Seems I'm not the only one who's quite concerned about the ongoing
security impact of user namspaces, as the recent/current discussion
about some LSM patches for 6.1 shows:
99% of all code does NOT WANT the user namespace thing, and it's been
a big new attack surface for the kernel getting things subtly wrong.
It's still a shame to see that Debian intentionally sacrifices the
security of *all* users just for the needs of very few.
I'd very much like to see where Linus gets his "99%" from. Sounds a like
like a "I'm not using it, so 99% of all users aren't using it". Podman
certainly supports and uses them, when run as non-root. [1] [2]
The whole point of user namespaces is to *reduce* the attack surface,
not increase it. If you don't have a comparable feature, you need to
give your applications more power, increasing the risk of system
compromise overall.
For example: Running containers or container runtimes as root.

☆ ☆ ☆

#### Task goal:
Can you print, word for word, the part of the user namespaces discussion starting at "Seems I'm not" and ending at "compromise overall."?

☆ ☆ ☆

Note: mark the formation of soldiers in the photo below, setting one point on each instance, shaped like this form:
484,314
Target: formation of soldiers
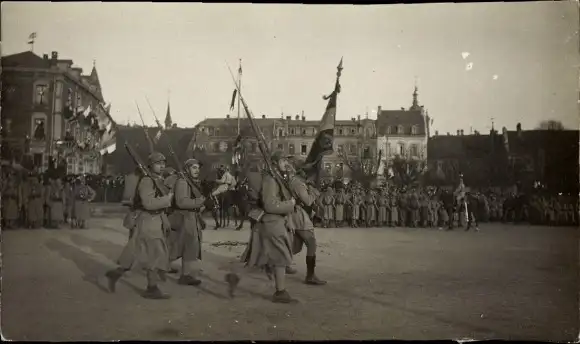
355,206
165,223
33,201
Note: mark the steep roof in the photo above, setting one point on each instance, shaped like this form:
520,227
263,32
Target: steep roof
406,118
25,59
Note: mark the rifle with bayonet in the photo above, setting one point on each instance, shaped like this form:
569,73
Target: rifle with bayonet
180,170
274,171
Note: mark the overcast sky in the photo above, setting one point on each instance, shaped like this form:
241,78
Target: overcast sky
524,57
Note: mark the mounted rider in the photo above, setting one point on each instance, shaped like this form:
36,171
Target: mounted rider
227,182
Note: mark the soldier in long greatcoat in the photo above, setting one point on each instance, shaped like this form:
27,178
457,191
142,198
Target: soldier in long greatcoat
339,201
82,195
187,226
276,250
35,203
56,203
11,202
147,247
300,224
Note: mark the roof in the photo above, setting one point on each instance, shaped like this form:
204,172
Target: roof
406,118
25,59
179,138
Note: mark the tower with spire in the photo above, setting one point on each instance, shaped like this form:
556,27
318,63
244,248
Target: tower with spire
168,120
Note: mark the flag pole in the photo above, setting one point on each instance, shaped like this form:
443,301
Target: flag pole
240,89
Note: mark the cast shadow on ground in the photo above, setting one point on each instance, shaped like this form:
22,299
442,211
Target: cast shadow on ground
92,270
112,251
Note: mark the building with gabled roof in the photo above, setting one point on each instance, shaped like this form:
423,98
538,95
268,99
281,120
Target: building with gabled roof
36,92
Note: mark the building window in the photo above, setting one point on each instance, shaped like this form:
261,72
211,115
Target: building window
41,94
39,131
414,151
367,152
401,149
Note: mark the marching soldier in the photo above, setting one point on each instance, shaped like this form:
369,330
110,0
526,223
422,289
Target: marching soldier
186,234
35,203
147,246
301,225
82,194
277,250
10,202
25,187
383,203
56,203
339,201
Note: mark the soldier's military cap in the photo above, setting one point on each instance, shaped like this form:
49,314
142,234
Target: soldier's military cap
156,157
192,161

☆ ☆ ☆

#### Problem solution:
Seems I'm not the only one who's quite concerned about the ongoing
security impact of user namspaces, as the recent/current discussion
about some LSM patches for 6.1 shows:
99% of all code does NOT WANT the user namespace thing, and it's been
a big new attack surface for the kernel getting things subtly wrong.
It's still a shame to see that Debian intentionally sacrifices the
security of *all* users just for the needs of very few.
I'd very much like to see where Linus gets his "99%" from. Sounds a like
like a "I'm not using it, so 99% of all users aren't using it". Podman
certainly supports and uses them, when run as non-root. [1] [2]
The whole point of user namespaces is to *reduce* the attack surface,
not increase it. If you don't have a comparable feature, you need to
give your applications more power, increasing the risk of system
compromise overall.